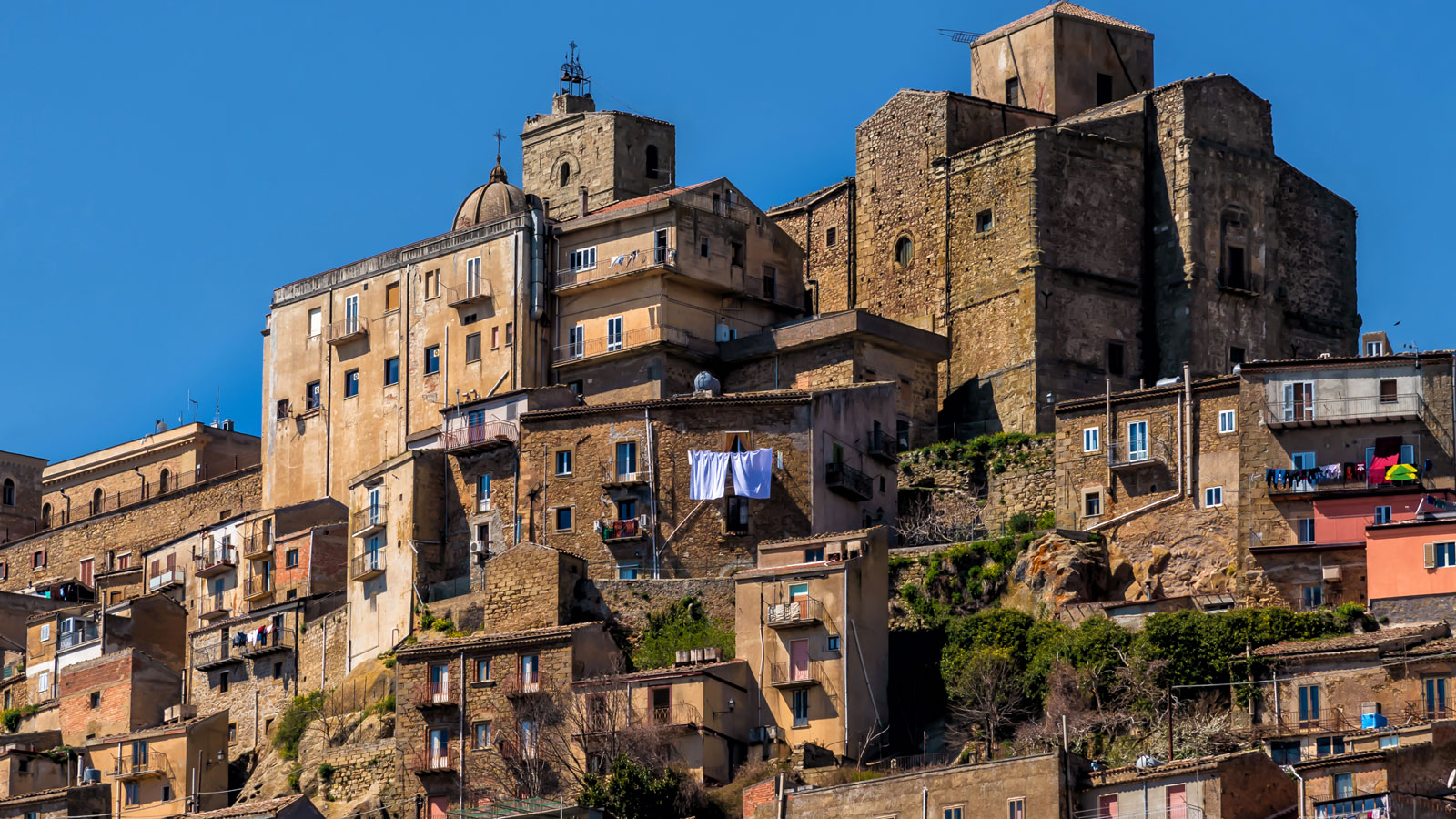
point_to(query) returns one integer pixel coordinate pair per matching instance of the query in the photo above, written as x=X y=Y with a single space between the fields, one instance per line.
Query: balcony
x=369 y=519
x=258 y=586
x=213 y=656
x=276 y=642
x=618 y=266
x=885 y=446
x=76 y=639
x=216 y=561
x=347 y=329
x=798 y=614
x=213 y=606
x=788 y=675
x=1344 y=411
x=480 y=436
x=138 y=767
x=167 y=579
x=472 y=292
x=848 y=481
x=622 y=531
x=1142 y=452
x=368 y=566
x=637 y=337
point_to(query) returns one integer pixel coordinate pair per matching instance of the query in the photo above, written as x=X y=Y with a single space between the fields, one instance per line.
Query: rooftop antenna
x=574 y=79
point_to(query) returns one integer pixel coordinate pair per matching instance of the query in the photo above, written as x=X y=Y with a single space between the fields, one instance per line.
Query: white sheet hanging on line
x=708 y=472
x=752 y=472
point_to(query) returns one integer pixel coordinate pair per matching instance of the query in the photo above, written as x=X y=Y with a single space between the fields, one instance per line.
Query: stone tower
x=608 y=155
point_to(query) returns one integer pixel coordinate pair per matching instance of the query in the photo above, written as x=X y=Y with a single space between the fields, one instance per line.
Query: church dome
x=490 y=201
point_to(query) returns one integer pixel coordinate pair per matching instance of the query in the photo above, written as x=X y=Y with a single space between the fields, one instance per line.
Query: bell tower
x=612 y=155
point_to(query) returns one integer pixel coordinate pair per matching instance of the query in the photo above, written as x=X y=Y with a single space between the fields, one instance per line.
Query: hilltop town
x=1037 y=468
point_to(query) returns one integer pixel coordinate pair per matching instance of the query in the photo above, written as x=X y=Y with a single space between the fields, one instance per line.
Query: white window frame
x=1228 y=421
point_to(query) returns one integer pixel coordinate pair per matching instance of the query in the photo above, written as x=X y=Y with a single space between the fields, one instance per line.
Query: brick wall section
x=133 y=530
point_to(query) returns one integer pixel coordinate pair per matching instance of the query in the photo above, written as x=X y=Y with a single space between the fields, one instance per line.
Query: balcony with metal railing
x=1312 y=411
x=368 y=566
x=632 y=339
x=369 y=519
x=798 y=614
x=485 y=435
x=848 y=481
x=791 y=675
x=347 y=329
x=1139 y=452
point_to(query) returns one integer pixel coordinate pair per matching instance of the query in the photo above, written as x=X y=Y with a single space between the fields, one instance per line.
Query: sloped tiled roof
x=1062 y=7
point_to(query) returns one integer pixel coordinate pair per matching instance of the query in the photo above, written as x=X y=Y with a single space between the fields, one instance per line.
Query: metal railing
x=637 y=337
x=79 y=637
x=619 y=264
x=849 y=481
x=1354 y=410
x=346 y=329
x=1138 y=452
x=480 y=435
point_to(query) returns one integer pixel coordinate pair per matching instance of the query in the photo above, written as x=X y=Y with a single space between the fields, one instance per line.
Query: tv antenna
x=574 y=79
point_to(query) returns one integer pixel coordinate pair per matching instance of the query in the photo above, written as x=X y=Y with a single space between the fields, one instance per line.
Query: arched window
x=652 y=162
x=903 y=251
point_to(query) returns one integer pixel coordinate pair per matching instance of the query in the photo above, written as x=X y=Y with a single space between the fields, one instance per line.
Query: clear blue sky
x=165 y=165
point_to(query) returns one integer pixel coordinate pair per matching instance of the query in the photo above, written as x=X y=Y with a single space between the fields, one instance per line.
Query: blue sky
x=165 y=165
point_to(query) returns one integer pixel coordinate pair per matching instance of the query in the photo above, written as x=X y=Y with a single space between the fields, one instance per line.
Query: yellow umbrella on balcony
x=1401 y=472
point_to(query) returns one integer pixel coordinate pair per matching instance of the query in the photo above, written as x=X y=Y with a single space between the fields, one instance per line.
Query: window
x=626 y=460
x=801 y=709
x=1114 y=359
x=1388 y=390
x=1227 y=421
x=905 y=249
x=584 y=258
x=735 y=515
x=1312 y=596
x=613 y=334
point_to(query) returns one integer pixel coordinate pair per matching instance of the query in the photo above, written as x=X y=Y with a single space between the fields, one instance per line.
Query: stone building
x=815 y=614
x=1069 y=223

*Exercise goal*. Pick out every line in the material above that contains the word "railing" and copy each one.

*Result*.
Query: balcony with metal railing
Query: metal railing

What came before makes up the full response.